PROVIDED MATERIAL:
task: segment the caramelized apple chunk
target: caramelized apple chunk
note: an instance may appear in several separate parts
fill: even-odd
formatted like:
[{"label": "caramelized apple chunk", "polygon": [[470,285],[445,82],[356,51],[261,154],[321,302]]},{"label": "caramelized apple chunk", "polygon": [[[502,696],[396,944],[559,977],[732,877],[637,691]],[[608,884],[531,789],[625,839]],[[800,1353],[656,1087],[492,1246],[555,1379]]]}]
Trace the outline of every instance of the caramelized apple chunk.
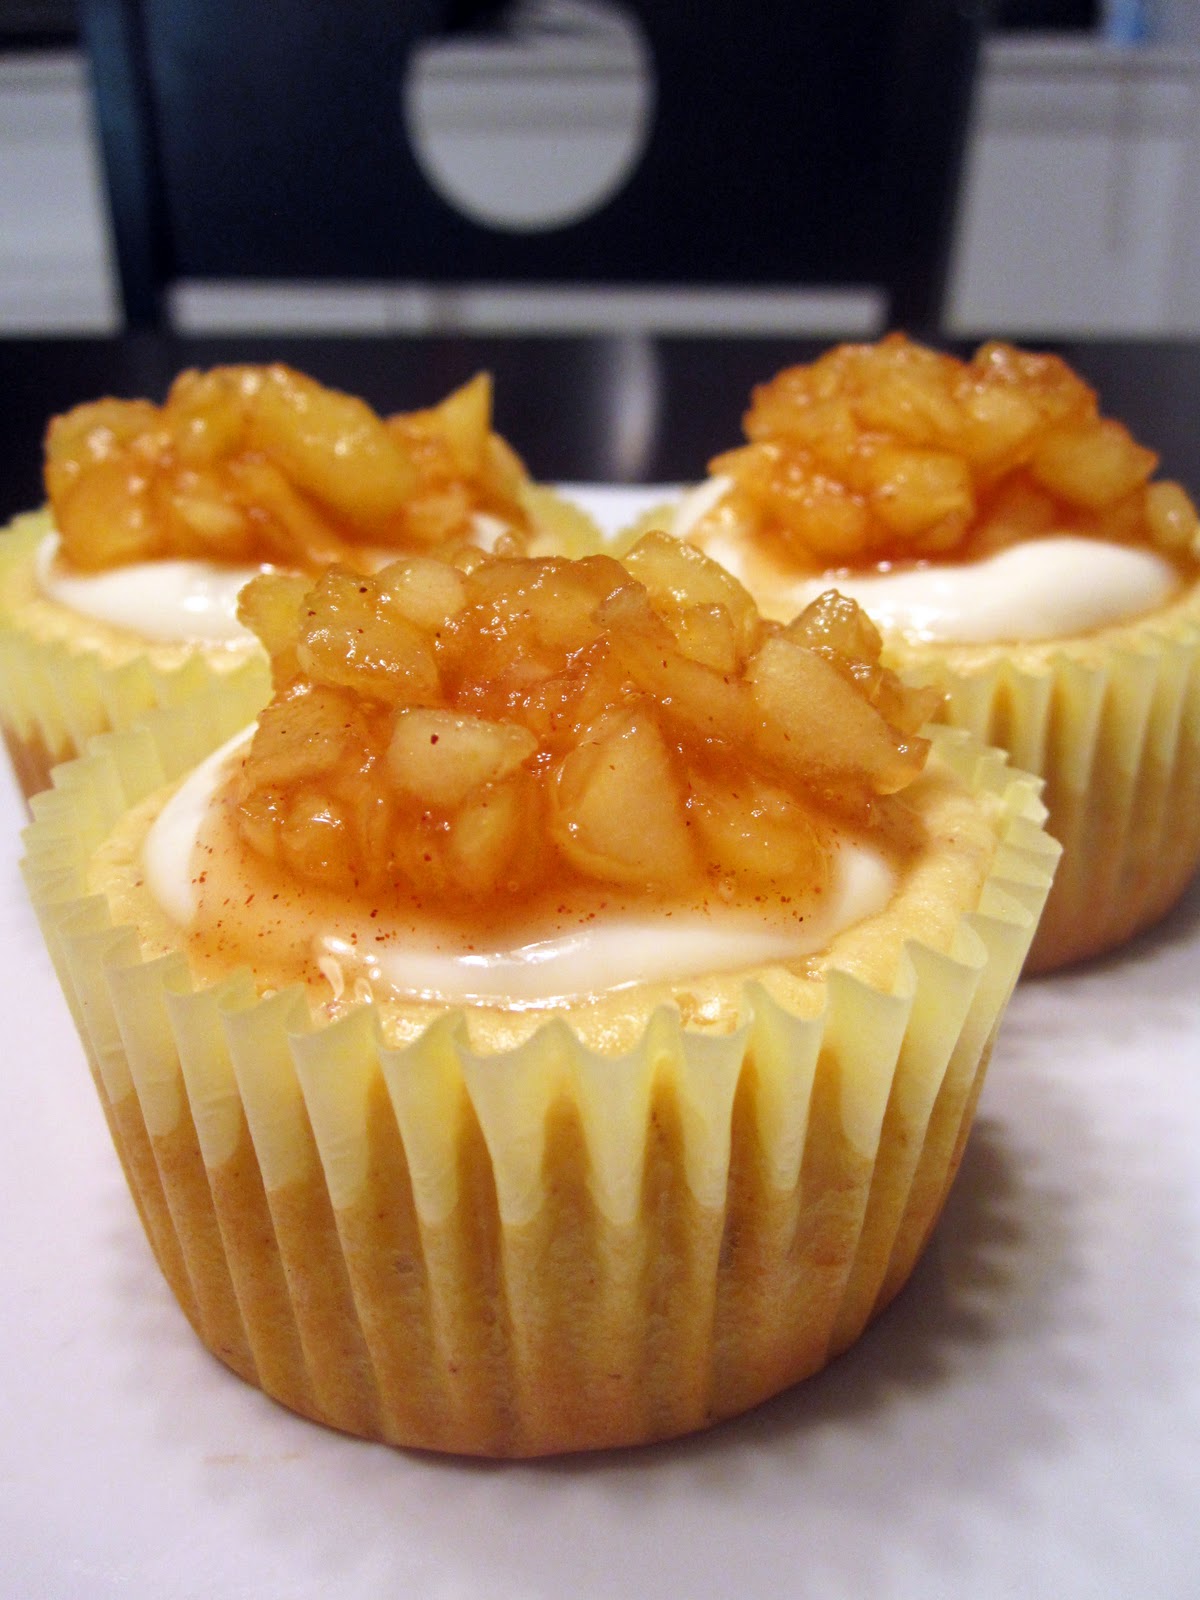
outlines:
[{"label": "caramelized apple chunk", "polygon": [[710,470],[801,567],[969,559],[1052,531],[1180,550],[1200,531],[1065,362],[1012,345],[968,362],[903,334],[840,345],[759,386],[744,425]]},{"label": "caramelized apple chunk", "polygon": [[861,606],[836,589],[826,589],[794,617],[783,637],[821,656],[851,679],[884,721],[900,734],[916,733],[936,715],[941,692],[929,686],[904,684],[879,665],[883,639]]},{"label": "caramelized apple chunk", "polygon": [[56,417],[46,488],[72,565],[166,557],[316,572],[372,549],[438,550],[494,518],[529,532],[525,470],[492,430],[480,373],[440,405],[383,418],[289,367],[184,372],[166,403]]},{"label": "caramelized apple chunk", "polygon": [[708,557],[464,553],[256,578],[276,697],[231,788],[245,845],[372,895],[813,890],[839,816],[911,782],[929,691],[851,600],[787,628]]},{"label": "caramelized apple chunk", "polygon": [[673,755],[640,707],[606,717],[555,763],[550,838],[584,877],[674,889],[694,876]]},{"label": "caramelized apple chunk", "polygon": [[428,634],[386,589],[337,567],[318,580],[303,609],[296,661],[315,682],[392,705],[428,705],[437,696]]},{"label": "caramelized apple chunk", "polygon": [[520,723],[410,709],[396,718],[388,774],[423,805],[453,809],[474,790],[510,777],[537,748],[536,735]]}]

WHAT TO PRODUCE:
When you return the listing, keep each line exact and leave the pictures out.

TASK RESULT:
task: segment the caramelized apple chunk
target: caramelized apple chunk
note: an instance may appear in several separate parts
fill: even-odd
formatted like:
[{"label": "caramelized apple chunk", "polygon": [[470,285],[445,82],[356,51],[261,154],[321,302]]},{"label": "caramelized apple chunk", "polygon": [[[502,696],[396,944],[559,977],[732,877],[637,691]],[[608,884],[531,789],[625,839]],[[800,1353],[656,1087],[492,1246],[555,1379]]]}]
Trace the outline of every instance of the caramelized apple chunk.
outlines:
[{"label": "caramelized apple chunk", "polygon": [[710,470],[801,567],[969,559],[1052,531],[1180,550],[1200,531],[1065,362],[1012,345],[968,362],[903,334],[840,345],[759,386],[744,425]]},{"label": "caramelized apple chunk", "polygon": [[861,606],[836,589],[826,589],[794,617],[783,637],[821,656],[851,679],[884,721],[900,734],[916,733],[936,715],[941,692],[929,686],[904,684],[879,665],[883,639]]},{"label": "caramelized apple chunk", "polygon": [[56,417],[46,488],[72,565],[166,557],[316,572],[372,549],[438,550],[494,518],[529,532],[525,470],[492,430],[480,373],[440,405],[383,418],[289,367],[184,372],[166,403]]},{"label": "caramelized apple chunk", "polygon": [[708,557],[464,553],[256,578],[276,697],[231,788],[245,845],[372,895],[813,890],[839,816],[911,782],[929,691],[851,600],[787,628]]},{"label": "caramelized apple chunk", "polygon": [[673,755],[640,707],[606,717],[555,763],[550,838],[584,877],[674,889],[694,876]]},{"label": "caramelized apple chunk", "polygon": [[428,634],[386,589],[337,567],[318,580],[303,609],[296,661],[315,682],[392,705],[428,705],[437,696]]},{"label": "caramelized apple chunk", "polygon": [[520,723],[410,709],[396,718],[388,774],[423,805],[453,809],[474,790],[510,777],[537,748],[536,735]]}]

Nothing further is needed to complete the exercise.